*Task prompt*
Only one stretch of the data below is needed. Output the lines from the one with "Practice. Annotate every instance of the red" up to and including the one with "x=177 y=272", exactly as they stand.

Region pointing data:
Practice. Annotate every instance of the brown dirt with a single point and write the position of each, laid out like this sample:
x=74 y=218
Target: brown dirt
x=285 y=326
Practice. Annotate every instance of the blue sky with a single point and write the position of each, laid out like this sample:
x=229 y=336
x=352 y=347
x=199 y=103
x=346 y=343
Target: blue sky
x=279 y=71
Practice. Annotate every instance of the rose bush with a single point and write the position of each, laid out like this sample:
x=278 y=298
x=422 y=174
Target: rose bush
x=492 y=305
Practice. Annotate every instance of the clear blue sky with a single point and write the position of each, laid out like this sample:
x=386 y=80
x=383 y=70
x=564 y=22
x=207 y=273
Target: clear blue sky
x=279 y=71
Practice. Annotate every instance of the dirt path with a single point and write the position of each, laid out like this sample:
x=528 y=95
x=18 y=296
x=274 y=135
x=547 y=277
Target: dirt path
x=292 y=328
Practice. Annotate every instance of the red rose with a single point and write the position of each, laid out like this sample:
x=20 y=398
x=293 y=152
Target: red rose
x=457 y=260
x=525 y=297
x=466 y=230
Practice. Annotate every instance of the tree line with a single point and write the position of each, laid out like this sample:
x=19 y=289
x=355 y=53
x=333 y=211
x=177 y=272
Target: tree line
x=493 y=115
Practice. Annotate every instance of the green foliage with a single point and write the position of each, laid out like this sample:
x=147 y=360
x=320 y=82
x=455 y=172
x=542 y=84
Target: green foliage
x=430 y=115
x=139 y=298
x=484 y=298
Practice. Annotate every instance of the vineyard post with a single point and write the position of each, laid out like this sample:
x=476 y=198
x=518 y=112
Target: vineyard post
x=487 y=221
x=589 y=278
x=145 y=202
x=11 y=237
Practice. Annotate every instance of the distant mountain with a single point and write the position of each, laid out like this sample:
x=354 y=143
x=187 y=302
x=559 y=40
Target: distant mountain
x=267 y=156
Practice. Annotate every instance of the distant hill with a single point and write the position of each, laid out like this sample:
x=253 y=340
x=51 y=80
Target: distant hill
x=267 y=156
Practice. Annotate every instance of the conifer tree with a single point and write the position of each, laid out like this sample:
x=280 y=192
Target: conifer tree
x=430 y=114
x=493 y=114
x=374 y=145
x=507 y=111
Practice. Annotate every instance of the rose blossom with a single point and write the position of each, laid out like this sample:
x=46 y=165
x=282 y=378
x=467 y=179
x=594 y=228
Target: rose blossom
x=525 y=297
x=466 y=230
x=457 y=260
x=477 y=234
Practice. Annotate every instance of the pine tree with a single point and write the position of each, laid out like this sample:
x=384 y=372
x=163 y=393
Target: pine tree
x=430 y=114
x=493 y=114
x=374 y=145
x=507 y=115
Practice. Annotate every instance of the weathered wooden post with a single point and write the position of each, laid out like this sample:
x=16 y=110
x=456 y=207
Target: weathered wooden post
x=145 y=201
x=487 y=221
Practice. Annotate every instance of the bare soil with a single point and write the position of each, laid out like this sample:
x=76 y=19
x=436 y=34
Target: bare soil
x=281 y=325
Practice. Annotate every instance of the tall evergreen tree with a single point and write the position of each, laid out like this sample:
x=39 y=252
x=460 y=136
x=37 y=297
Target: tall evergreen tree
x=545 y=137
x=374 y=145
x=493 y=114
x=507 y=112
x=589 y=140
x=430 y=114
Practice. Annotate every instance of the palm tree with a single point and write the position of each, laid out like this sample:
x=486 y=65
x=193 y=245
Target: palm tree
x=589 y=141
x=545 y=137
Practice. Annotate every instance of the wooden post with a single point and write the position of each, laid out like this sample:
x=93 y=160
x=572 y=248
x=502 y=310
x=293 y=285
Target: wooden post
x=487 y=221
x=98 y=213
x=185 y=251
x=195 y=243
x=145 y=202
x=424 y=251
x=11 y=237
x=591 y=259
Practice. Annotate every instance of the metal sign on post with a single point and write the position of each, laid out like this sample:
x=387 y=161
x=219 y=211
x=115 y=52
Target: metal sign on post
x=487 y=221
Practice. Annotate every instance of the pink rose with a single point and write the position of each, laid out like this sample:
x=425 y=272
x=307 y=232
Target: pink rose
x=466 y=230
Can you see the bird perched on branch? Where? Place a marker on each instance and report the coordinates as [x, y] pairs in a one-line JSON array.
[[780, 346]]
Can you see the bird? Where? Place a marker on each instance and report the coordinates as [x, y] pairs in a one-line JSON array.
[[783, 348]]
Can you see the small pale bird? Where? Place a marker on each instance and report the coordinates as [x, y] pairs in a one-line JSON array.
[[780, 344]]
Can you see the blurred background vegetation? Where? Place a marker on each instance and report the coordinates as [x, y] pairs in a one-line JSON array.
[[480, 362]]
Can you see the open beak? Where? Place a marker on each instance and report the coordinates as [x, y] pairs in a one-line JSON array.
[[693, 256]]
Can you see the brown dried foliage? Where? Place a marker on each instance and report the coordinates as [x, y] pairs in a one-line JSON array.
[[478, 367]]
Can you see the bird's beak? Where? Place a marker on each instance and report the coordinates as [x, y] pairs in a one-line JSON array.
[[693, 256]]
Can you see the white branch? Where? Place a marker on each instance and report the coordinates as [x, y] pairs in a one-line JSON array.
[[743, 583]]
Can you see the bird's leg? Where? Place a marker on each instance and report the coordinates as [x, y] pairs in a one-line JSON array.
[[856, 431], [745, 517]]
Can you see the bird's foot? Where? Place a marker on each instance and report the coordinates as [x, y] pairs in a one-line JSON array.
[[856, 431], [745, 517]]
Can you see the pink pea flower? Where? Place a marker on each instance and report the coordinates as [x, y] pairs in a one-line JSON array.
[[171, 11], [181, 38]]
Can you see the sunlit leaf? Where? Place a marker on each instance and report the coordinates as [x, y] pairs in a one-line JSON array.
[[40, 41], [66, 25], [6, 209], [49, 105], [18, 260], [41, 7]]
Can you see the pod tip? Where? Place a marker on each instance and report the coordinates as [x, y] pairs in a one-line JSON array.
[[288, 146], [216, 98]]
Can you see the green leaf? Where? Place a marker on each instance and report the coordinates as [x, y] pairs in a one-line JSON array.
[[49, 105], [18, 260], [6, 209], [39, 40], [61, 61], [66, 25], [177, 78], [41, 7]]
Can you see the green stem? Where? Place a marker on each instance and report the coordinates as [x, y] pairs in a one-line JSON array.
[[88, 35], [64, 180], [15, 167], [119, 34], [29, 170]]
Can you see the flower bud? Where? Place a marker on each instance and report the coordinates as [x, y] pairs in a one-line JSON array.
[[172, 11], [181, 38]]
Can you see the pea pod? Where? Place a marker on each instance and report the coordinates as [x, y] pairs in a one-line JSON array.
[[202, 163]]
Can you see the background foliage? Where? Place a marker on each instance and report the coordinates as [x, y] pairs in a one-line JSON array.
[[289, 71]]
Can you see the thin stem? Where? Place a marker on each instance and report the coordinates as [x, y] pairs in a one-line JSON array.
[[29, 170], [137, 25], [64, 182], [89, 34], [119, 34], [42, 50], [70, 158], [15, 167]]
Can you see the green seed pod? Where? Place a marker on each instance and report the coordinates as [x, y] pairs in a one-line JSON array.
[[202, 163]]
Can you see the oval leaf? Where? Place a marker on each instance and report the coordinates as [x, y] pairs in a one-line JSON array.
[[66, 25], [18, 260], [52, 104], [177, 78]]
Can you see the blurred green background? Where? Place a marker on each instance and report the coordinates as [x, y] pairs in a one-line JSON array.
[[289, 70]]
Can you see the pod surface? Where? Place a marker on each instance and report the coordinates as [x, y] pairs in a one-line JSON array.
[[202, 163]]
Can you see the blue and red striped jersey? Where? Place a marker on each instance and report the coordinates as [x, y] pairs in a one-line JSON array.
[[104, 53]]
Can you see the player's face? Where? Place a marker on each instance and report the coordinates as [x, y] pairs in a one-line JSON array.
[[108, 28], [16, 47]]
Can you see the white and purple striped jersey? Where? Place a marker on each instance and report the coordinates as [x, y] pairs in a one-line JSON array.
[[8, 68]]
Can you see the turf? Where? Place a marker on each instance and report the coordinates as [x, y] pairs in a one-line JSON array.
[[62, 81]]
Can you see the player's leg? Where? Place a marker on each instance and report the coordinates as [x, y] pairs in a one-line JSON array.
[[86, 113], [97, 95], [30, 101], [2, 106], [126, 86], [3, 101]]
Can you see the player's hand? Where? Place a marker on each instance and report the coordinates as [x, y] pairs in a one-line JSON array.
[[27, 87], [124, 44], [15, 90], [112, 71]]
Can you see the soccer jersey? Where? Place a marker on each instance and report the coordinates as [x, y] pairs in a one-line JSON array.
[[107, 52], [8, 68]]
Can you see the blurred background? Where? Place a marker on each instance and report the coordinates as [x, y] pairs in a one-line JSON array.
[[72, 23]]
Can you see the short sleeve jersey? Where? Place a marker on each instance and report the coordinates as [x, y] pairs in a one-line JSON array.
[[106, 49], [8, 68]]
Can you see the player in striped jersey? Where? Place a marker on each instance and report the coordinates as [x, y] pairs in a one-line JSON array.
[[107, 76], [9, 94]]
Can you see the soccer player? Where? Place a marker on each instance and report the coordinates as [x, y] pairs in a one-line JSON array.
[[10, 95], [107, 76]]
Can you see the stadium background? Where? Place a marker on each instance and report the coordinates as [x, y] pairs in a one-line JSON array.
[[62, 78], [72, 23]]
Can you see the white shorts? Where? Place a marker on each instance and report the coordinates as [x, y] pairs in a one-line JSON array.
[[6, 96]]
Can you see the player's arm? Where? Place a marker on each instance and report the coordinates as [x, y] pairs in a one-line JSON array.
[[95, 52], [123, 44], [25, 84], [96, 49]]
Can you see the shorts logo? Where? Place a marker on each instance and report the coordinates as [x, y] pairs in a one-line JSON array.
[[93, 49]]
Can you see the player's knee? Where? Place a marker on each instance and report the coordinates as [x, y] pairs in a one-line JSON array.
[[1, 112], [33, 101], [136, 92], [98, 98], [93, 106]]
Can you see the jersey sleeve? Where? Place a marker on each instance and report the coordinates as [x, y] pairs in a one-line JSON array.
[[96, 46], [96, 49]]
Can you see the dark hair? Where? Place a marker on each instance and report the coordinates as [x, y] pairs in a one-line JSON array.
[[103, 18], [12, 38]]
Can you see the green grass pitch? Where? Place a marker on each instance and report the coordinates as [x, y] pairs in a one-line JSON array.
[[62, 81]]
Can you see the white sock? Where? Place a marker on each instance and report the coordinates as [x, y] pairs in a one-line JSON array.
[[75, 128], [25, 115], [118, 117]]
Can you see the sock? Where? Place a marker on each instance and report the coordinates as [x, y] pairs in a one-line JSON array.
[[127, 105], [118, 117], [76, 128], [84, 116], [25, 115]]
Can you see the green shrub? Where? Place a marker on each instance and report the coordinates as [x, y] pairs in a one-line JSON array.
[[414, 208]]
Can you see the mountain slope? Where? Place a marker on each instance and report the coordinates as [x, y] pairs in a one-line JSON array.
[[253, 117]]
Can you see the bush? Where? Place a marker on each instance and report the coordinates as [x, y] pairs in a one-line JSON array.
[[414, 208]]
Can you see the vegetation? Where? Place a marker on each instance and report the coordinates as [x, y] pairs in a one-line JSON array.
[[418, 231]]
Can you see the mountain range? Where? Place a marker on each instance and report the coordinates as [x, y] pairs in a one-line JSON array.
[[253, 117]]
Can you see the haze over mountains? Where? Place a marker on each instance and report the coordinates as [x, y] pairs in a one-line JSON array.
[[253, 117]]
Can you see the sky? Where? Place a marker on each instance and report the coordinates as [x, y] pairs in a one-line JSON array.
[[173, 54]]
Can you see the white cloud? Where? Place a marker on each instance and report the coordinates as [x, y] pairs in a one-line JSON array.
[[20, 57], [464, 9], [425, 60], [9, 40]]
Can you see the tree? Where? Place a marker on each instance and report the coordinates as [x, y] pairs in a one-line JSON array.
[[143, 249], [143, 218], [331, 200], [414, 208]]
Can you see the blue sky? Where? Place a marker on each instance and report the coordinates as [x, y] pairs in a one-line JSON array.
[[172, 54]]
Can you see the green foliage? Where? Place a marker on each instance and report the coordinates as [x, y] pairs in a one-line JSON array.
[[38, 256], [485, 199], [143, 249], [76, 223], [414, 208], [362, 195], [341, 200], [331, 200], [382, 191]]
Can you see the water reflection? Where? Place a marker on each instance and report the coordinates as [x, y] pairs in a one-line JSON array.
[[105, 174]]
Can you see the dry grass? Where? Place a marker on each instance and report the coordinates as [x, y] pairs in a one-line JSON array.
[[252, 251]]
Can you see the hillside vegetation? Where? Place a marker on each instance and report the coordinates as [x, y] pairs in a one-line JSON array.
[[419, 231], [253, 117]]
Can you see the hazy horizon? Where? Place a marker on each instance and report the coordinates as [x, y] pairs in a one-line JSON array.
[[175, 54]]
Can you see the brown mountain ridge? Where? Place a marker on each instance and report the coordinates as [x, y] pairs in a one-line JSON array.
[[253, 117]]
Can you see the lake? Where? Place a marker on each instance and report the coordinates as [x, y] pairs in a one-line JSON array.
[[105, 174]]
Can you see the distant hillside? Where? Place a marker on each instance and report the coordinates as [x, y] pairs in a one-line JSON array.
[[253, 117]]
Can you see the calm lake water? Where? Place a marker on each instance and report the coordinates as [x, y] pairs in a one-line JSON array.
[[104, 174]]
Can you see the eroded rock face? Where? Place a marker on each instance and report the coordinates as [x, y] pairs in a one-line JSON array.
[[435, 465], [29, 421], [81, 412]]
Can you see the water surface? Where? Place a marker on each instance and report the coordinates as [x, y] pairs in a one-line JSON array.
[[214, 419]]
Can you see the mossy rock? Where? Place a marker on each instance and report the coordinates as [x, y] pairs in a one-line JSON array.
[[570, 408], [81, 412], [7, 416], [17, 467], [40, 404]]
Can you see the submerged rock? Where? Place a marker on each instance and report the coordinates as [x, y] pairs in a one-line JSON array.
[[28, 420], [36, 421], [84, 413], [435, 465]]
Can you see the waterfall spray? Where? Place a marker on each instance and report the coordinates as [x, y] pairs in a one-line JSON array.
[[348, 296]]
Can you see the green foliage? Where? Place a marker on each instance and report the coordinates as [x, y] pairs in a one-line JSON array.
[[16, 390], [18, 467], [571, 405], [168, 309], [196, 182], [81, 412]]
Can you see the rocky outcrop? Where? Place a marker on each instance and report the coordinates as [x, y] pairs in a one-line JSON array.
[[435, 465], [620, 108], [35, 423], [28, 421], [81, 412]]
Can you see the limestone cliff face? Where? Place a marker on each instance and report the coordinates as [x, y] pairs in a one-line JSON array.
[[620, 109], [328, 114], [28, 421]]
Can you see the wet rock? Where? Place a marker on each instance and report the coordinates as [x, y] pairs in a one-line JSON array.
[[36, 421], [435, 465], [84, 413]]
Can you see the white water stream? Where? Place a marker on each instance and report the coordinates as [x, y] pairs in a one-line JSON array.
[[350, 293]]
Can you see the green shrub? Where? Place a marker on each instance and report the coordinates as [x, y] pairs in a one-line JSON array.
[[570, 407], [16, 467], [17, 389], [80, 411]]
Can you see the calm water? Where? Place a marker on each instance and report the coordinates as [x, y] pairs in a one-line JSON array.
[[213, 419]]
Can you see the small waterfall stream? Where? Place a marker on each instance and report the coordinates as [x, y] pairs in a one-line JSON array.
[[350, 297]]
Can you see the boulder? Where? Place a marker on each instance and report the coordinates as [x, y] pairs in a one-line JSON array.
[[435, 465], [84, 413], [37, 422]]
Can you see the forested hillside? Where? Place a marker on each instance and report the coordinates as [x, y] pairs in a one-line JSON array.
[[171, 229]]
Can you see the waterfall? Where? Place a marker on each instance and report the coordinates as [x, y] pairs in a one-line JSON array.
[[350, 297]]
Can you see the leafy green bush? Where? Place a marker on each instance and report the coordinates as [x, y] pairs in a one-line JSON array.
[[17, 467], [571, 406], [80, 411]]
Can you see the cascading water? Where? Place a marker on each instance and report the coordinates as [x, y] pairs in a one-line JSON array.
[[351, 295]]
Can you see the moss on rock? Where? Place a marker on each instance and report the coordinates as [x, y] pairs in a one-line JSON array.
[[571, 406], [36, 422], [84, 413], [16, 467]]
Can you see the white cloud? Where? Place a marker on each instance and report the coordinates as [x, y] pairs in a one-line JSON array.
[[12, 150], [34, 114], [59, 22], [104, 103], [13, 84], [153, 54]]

*Answer space*
Practice. Annotate every instance of the red rose with a single point and write the position of each, laid out like this sample:
x=20 y=398
x=293 y=152
Target: red rose
x=457 y=260
x=525 y=297
x=466 y=230
Practice. Annotate every instance of the tree line with a single point and write the position of each, laid out like this sample:
x=19 y=289
x=355 y=53
x=333 y=211
x=177 y=272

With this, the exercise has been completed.